• **AIM OF THE EXERCISE**: Pick up the piece on Rush's Fly By Night after its final sentence and continue it in the same voice.

• **PROVIDED PASSAGE**:

──────────

RUSH: Fly By Night
Year of Release: 1975
Year it Came Into My Life: 1979
“Anthem”
“Best I Can”
“Beneath, Between, Behind”
“By-Tor and the Snowdog”
“Fly By Night”
“Making Memories”
“Rivendell”
“In the End”
My journey into the world of hard rock started when I got KISS’ Love Gun for my 15th birthday. It opened up a whole world for me. I became obsessed with KISS – all the albums released up to that point, posters all over my walls, action figures, lunch box, books, etc. I listened to them all the time. I drew pictures of them. I forced my parents into subscribing to a new cable service called HBO because they were going to be showing a KISS concert from 1976. At first my parents weren’t too keen on the whole thing, but they eventually got used to it and learned to embrace it, getting me tons of KISS stuff for Christmas.
Well, that just wouldn’t work. I couldn’t have my parents being okay with my formerly rebellious music choices, now could I? When I was first introduced to Rush, it was a friend who brought a copy of the Fly By Night LP to school. The cover art was kind of cool, but the music was like nothing I’d ever heard before. There were songs that were more than 3.5 minutes. The lyrics were about weird stuff like Tolkien, demonic battles, and Ayn Rand. There was a darkness and a mysticism that I’d never heard in music before. More specifically, the drumming was extraordinary. Everyone knows Neil Peart now, but at the time, Rush was still a bit more underground. This guy played like nobody else; he didn’t just keep the beat, he contributed to structure and arrangement of the song. His playing was clean, intricate, powerful and – and this is the thing that most impressed me – musical. This guy was making the drums just as integral an instrument to the overall setting and interpretation of the song as the bass and guitar. And the fact that it was the drummer who was writing all these hyper-intelligent, poetic epics excited me.
I never learned to play quite like Peart, of course – my biggest drumming influence was still a few years away – but I did learn to think of playing drums in a different way. I also learned that songs could be about more than just love / relationship / party, etc. I began writing lyrics of my own. I wrote one called “The Black Warrior” which I wish I still had a copy of.

──────────

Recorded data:
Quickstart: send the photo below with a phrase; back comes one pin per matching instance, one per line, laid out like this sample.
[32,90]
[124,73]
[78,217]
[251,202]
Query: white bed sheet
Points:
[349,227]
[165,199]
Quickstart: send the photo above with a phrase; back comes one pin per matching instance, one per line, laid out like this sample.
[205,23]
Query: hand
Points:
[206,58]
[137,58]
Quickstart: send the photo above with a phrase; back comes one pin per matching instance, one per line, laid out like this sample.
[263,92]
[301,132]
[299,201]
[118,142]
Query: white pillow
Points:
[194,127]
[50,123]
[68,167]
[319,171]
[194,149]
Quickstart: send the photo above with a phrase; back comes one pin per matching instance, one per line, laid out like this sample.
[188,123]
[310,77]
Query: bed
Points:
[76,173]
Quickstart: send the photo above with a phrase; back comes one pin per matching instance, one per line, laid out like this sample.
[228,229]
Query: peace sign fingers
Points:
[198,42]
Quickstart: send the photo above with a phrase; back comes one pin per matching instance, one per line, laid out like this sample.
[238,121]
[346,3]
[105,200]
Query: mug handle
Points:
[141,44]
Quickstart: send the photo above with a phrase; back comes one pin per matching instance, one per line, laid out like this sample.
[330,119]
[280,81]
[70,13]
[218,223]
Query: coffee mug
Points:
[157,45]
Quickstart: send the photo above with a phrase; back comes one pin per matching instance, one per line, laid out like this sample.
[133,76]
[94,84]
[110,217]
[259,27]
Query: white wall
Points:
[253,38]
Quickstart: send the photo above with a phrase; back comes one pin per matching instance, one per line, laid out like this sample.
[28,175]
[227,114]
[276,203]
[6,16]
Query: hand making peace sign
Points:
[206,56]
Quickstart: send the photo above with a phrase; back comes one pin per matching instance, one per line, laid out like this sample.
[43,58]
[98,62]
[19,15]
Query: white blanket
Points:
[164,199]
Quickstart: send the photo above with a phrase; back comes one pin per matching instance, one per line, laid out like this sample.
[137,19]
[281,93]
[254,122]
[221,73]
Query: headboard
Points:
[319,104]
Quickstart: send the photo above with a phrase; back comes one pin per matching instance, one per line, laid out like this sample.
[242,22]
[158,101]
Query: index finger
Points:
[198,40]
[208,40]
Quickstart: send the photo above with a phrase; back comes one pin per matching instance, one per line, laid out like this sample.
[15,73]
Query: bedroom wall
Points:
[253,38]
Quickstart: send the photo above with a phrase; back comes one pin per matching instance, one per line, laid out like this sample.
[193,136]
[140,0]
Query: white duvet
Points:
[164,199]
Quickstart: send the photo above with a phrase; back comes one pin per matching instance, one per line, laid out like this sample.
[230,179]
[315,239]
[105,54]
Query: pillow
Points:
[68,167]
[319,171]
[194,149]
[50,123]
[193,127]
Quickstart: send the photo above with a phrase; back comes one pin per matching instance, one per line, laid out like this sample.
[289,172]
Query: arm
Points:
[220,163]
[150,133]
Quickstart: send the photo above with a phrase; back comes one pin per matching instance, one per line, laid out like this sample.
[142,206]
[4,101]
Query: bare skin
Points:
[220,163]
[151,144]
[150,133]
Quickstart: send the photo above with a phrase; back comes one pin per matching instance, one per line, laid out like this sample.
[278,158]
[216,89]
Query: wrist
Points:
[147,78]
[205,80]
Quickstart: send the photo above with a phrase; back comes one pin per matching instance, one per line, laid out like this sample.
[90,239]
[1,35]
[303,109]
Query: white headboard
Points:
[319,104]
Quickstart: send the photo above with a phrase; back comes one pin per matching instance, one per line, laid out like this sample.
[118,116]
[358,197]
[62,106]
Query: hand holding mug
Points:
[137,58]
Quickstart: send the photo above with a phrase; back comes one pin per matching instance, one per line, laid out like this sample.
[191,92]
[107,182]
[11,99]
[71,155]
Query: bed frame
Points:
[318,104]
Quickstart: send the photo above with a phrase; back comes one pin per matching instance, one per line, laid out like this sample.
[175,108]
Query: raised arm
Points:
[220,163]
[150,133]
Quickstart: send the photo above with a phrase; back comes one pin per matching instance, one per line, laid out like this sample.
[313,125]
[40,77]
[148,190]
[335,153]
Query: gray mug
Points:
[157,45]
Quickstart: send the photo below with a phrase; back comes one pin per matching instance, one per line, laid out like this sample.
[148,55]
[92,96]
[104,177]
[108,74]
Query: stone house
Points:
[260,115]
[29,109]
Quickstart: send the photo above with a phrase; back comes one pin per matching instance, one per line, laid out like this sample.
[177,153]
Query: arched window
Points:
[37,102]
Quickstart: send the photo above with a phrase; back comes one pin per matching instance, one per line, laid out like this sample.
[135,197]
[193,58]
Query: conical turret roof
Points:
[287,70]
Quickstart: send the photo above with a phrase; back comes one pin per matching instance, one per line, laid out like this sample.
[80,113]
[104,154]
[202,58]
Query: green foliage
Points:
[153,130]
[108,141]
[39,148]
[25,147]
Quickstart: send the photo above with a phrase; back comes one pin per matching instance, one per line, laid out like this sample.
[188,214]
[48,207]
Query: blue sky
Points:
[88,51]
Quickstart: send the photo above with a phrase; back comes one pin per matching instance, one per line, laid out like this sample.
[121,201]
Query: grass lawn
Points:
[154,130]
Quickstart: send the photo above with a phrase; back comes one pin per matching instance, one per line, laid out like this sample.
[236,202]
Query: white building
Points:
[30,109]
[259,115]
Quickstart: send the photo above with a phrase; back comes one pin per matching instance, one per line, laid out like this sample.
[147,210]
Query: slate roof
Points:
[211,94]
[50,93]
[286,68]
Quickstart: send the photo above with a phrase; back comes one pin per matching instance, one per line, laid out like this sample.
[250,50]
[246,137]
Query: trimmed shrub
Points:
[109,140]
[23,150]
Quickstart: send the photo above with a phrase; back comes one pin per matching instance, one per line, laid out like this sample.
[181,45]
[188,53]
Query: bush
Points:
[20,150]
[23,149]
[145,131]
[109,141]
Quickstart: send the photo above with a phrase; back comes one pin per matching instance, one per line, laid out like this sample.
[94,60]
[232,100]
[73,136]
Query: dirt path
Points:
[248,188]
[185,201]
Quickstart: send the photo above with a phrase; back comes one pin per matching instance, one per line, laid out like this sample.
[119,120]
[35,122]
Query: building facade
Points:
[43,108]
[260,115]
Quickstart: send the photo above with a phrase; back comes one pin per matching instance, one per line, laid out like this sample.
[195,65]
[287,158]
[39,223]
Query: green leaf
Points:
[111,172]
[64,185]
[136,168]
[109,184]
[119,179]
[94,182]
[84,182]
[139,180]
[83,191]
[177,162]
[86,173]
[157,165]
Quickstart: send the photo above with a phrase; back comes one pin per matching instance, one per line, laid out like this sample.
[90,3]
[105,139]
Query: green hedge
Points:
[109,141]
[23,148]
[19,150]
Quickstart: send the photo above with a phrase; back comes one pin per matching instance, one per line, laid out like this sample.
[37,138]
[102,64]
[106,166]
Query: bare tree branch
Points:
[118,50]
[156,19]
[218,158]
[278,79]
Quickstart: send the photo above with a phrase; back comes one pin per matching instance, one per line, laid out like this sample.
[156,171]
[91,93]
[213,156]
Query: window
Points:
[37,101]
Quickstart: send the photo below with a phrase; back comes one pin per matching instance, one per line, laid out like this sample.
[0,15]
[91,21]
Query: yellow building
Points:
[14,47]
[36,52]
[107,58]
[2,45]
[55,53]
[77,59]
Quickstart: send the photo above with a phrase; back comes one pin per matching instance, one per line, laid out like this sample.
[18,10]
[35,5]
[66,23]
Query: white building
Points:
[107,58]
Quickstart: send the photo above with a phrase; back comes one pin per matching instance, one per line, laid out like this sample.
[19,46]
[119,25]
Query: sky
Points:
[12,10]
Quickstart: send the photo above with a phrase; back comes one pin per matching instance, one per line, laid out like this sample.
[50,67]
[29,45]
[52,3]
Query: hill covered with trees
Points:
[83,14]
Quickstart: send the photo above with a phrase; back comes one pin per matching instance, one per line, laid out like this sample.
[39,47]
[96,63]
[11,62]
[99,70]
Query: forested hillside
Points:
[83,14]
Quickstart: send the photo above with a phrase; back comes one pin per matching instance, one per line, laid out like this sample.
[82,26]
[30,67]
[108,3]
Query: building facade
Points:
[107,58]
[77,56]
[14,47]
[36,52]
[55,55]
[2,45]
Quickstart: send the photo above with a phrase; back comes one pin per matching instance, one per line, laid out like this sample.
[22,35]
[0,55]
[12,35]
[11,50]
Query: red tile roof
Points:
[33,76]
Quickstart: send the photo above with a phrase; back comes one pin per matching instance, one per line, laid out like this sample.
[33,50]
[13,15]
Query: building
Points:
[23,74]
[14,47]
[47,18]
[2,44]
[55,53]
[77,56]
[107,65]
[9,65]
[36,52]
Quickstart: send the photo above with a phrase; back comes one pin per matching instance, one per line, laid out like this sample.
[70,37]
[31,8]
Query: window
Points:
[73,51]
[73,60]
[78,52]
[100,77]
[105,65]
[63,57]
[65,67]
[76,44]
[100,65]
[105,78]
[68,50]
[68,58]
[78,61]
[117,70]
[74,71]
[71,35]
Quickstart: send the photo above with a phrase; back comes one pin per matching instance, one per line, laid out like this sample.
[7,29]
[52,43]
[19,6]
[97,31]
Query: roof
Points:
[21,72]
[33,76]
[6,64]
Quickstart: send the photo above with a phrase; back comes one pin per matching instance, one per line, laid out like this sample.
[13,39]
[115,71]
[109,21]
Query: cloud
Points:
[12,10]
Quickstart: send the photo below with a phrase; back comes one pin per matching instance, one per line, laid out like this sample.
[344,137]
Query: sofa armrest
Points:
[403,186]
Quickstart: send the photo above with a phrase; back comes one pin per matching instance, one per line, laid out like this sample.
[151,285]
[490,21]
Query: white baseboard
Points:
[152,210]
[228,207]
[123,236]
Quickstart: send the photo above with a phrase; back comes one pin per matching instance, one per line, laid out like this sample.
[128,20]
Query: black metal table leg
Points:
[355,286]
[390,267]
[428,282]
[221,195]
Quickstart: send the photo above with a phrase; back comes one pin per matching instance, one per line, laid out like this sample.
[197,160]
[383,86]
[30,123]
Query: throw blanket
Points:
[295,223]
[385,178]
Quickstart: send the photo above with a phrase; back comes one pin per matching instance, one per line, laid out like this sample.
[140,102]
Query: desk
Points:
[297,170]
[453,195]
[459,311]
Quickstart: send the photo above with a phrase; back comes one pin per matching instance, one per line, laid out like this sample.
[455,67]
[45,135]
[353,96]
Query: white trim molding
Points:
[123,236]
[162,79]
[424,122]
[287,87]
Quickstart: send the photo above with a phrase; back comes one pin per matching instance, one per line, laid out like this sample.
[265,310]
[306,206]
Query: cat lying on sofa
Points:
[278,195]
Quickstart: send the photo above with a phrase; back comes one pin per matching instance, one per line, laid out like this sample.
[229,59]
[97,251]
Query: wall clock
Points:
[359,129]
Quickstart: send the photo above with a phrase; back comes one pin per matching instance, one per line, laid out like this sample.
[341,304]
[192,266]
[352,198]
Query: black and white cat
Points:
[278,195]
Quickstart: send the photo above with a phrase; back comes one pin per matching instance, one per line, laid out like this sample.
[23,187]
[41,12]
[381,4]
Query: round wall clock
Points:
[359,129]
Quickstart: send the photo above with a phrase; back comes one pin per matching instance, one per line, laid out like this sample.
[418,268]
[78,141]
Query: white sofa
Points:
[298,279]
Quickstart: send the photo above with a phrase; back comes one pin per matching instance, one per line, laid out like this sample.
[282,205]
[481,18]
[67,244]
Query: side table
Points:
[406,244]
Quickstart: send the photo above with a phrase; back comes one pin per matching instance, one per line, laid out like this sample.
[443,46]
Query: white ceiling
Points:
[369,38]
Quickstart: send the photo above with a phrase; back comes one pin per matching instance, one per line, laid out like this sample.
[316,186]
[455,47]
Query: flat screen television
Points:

──────────

• **TASK OUTPUT**:
Soon after I borrowed Fly By Night from my friend, and I’d thoroughly absorbed it, I was loaned 2112. That shit blew my mind. An album that had a piece lasting an entire album side that told a long, complex story. That was absolutely new territory for me. I went bananas on this stuff. By this time, I was hooked on Rush completely. I got all the other albums, and was surprised by the shifts in style their music took. When Permanent Waves was released in 1980, it had a profound affect on me. It was like all previous phases of Rush folded in together. The songs were mostly shorter, and were pop-y and accessible, but retained the prog-y nature of the late 70s, with a couple of songs – “Natural Science” and “Jacob’s Ladder“ – being longer soundscapes that were big expansions of the band’s musical horizons.
Becoming a Rush fan led to my love of Progressive Rock. I inevitably became a Yes fan (more on that later), and eventually discovered other bands like Genesis, Moody Blues, ELP, Triumph, Dream Theater, Spock’s Beard, IQ, Renaissance (I discovered them very late in the game) and many, many others.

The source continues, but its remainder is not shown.